[WORKING DATA — start]

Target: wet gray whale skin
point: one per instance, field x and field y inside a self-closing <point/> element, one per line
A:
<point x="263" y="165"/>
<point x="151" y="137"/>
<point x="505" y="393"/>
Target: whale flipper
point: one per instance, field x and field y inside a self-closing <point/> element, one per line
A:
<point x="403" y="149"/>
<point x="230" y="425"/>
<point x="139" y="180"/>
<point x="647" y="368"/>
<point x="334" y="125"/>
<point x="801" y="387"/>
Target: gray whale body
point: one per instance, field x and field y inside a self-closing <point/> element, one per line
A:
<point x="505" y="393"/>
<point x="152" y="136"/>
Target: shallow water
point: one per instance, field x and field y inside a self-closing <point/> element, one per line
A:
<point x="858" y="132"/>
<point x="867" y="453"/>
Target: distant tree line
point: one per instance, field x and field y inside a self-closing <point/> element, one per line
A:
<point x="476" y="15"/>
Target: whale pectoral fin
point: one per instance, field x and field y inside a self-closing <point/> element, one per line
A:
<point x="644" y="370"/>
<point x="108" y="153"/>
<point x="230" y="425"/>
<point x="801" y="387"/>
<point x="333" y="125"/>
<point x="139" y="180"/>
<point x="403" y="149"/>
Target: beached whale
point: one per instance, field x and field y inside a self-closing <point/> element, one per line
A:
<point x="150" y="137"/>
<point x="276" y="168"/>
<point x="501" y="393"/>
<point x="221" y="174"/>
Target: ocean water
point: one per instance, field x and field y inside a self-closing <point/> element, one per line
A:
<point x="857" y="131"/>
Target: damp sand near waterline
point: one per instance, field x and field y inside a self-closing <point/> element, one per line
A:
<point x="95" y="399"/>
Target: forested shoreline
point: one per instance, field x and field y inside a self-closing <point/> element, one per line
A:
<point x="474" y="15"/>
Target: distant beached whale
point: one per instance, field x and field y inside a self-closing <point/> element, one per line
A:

[WORKING DATA — finish]

TASK OBJECTIVE: Show every line in the entries above that contains the string "beached".

ANSWER SPACE:
Target: beached whale
Target: distant beached whale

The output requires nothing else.